Object pointing dataset rows.
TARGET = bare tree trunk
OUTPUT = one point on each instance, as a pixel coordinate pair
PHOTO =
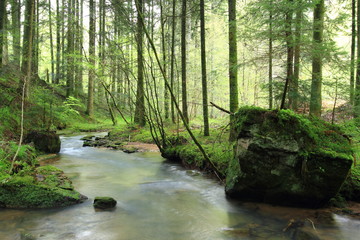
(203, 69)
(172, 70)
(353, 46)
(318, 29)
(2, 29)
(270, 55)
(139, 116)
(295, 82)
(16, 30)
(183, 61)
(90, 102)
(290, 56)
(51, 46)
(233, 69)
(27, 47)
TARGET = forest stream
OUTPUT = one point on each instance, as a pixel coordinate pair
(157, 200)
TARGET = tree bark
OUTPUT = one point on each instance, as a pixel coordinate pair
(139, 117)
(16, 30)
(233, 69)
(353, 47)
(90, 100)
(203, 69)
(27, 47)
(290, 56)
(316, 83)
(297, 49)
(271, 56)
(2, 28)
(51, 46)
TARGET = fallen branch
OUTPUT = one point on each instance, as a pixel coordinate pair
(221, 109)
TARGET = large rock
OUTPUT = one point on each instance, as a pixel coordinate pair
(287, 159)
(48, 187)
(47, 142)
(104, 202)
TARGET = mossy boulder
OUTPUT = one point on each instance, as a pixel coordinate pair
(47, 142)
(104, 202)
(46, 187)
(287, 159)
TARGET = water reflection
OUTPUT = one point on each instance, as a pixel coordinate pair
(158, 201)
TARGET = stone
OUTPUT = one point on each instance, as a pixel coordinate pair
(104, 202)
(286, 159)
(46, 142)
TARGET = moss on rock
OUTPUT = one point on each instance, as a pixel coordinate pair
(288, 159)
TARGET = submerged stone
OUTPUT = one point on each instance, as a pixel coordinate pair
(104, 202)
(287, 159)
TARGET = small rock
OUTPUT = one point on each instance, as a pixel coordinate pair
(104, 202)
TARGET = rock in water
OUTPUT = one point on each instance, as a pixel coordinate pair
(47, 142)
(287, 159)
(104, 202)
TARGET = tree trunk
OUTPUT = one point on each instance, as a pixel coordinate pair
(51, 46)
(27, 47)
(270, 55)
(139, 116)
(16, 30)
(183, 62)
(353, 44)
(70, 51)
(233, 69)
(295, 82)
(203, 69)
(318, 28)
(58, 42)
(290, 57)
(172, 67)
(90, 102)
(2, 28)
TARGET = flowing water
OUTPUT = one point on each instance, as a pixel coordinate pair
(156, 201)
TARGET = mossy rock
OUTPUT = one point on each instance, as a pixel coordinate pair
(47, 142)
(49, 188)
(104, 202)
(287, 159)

==

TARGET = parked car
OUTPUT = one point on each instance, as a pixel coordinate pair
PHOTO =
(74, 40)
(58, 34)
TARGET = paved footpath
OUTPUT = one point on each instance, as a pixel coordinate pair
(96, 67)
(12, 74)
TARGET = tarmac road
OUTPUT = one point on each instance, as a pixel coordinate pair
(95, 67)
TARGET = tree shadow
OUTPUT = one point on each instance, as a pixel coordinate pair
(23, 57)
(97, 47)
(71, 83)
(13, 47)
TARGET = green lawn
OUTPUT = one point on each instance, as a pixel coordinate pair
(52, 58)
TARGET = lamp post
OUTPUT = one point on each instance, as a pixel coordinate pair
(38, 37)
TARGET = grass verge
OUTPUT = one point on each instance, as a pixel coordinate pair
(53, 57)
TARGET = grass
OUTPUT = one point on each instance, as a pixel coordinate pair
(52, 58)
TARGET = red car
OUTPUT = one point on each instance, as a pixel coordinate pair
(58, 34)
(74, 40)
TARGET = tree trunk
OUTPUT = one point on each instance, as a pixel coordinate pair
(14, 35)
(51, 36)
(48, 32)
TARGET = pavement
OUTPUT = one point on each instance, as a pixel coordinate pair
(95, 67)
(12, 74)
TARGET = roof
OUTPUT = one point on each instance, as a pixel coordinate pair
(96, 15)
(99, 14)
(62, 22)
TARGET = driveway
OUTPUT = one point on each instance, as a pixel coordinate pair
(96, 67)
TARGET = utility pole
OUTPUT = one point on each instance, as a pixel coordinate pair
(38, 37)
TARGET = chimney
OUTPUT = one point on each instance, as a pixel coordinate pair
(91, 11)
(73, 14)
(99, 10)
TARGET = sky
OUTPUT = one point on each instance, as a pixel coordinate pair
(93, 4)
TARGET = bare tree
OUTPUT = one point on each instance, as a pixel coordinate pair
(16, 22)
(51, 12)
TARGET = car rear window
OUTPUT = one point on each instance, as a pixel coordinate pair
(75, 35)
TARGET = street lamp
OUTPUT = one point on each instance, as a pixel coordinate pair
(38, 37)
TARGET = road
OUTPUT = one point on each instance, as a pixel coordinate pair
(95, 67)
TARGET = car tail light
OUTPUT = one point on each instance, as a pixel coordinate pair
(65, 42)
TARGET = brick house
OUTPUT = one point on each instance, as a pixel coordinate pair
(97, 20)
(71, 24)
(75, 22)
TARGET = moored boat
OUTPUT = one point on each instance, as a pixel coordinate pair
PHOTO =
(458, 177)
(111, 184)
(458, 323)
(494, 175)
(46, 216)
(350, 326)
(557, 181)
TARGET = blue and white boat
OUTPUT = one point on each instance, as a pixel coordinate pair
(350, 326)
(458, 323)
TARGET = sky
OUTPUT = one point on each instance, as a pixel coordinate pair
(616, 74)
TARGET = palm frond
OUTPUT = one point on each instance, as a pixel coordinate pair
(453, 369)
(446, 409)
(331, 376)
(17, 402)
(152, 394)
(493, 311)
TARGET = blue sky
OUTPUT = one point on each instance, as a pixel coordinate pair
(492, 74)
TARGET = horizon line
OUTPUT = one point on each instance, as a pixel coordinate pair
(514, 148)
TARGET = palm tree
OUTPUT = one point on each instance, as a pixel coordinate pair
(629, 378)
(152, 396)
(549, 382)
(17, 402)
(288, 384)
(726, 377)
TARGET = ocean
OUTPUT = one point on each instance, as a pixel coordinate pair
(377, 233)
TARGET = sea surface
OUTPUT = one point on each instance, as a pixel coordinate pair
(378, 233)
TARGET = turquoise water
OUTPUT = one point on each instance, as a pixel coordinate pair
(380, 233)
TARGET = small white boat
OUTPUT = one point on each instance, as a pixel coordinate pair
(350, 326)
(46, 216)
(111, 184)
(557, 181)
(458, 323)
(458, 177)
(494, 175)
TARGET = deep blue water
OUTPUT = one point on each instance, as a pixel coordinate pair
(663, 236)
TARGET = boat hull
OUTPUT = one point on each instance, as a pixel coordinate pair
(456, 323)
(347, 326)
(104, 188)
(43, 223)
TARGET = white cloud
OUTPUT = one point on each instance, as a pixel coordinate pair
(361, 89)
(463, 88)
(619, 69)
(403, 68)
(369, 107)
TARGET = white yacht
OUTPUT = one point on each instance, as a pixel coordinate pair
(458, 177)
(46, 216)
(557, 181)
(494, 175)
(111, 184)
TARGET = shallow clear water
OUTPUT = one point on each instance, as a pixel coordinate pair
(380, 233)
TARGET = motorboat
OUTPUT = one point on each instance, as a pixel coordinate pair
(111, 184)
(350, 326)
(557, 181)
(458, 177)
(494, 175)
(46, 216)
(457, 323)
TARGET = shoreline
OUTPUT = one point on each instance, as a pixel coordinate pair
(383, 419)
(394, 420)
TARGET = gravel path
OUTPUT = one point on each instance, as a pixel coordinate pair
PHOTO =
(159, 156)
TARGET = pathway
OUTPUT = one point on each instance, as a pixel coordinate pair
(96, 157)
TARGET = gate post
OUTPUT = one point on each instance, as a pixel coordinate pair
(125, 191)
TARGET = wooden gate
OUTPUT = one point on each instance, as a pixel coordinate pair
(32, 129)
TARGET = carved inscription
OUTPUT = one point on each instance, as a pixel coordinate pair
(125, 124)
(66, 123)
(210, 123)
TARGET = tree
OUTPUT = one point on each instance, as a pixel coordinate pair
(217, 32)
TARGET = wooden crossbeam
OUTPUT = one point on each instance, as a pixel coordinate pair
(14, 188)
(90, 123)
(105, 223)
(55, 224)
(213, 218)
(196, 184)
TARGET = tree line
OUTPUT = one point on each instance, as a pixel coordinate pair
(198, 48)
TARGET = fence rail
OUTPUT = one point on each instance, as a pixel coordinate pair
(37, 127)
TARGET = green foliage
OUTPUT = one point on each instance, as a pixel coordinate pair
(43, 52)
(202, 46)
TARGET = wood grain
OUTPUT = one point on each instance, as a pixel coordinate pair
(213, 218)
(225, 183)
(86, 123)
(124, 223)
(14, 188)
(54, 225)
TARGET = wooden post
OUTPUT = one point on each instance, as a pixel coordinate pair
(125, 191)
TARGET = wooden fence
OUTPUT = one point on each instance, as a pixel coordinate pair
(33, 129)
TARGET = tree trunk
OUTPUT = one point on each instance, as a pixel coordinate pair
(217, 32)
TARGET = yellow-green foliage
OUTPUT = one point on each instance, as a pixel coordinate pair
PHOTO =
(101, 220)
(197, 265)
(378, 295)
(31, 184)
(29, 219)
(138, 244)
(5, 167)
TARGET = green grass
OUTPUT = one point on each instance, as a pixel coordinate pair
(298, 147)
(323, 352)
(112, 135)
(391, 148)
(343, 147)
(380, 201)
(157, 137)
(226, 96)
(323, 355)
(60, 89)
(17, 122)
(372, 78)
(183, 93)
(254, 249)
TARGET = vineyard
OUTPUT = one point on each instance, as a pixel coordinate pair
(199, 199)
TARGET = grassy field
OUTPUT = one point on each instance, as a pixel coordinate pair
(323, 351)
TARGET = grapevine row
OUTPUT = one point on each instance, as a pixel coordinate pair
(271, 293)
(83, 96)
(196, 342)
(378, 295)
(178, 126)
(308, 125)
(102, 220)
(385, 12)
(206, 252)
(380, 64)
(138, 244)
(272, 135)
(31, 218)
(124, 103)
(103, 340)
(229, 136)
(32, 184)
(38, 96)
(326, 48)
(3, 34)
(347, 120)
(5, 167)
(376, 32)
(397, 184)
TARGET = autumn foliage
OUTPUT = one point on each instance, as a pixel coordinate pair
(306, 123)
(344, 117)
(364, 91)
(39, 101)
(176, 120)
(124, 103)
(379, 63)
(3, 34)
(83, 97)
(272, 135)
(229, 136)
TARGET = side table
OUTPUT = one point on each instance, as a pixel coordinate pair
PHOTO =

---

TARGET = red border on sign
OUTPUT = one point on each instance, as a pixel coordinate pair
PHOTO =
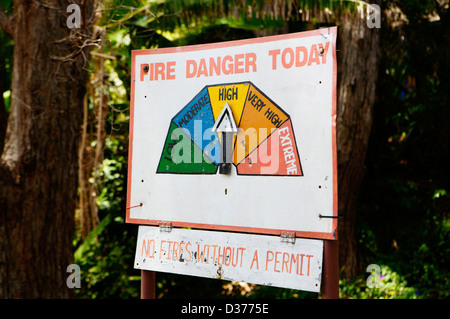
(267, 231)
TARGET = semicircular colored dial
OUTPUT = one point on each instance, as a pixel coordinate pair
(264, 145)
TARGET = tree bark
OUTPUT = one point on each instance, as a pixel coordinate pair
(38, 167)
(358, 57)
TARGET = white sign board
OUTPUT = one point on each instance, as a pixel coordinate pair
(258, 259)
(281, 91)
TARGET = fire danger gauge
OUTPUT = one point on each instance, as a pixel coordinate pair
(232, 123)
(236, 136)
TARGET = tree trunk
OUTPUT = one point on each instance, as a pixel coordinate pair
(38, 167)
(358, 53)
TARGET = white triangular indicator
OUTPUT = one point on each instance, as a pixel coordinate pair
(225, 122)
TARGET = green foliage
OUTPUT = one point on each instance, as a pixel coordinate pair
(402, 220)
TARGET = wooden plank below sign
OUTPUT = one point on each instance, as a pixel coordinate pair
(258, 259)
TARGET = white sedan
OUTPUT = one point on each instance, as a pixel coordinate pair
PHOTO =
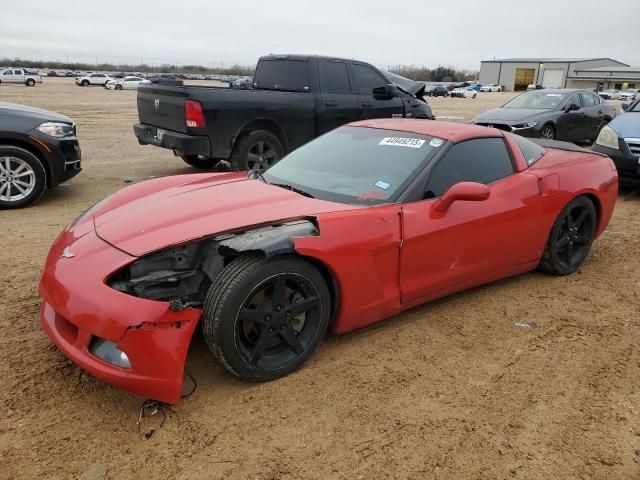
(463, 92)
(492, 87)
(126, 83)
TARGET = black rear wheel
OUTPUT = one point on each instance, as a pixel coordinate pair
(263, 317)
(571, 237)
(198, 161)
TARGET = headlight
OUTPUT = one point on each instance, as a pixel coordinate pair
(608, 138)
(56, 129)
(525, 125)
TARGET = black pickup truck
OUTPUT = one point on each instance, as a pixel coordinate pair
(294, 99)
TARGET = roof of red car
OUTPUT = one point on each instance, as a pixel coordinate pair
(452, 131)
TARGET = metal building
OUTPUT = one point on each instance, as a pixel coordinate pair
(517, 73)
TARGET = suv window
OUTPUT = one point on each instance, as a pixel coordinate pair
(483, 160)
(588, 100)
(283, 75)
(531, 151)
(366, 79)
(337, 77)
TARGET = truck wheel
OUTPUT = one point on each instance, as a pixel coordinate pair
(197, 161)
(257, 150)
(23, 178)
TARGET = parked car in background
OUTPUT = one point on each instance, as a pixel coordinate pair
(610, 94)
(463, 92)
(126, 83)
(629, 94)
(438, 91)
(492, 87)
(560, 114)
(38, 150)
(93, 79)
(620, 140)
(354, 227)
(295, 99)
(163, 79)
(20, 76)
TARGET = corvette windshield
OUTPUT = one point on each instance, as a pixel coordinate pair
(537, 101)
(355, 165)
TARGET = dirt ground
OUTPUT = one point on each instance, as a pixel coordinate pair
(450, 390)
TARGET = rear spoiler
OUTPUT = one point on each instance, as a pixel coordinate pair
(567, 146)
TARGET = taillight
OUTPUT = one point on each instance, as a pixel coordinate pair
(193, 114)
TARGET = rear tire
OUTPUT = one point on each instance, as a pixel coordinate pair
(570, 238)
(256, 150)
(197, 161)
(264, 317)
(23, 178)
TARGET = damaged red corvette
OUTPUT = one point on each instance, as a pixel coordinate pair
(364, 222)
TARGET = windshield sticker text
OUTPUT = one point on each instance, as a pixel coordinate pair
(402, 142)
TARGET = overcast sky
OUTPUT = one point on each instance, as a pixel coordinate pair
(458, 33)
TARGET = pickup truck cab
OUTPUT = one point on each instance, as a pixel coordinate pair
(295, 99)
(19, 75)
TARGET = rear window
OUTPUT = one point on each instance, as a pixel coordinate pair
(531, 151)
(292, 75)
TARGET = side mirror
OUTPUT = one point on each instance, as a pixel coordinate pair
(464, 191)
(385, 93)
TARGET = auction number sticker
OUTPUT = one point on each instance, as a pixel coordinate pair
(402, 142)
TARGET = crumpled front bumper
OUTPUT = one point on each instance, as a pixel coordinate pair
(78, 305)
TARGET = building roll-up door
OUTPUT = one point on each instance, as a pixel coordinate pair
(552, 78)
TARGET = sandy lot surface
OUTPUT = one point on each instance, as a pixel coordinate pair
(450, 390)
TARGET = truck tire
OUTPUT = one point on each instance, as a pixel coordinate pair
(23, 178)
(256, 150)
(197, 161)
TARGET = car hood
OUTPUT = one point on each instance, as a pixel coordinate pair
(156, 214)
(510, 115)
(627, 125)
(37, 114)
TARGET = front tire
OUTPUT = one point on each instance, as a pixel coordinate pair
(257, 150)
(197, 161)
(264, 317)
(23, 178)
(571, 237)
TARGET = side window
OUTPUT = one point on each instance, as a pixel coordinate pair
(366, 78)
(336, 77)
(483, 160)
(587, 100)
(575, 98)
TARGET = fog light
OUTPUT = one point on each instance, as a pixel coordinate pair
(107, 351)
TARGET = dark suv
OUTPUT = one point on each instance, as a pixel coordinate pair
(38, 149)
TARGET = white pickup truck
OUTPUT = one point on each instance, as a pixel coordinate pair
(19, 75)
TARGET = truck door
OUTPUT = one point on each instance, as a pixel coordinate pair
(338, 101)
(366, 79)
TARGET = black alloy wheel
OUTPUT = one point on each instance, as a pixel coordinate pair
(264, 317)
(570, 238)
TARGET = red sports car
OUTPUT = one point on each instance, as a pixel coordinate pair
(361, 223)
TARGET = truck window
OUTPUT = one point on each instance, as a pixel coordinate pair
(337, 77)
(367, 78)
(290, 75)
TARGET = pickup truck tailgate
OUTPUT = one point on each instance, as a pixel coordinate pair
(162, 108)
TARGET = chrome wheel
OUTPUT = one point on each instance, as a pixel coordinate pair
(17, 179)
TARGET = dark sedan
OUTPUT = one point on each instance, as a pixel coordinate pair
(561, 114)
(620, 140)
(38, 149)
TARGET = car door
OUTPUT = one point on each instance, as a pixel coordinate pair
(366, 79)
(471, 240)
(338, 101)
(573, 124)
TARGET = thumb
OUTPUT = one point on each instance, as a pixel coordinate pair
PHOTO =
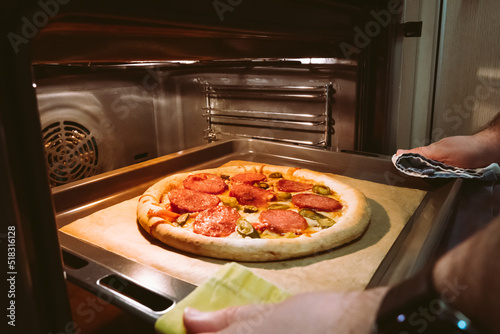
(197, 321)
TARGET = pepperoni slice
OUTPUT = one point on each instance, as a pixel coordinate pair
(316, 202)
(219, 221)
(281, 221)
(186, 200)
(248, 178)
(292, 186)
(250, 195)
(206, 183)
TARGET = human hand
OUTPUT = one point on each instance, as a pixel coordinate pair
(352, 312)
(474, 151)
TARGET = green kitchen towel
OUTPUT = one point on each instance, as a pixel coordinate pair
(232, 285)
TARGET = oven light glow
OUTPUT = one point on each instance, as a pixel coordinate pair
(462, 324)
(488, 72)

Exercise.
Report every line of the material above that contains the string "corvette", treating case as significant.

Correct result.
TARGET = corvette windshield
TARGET = damaged red corvette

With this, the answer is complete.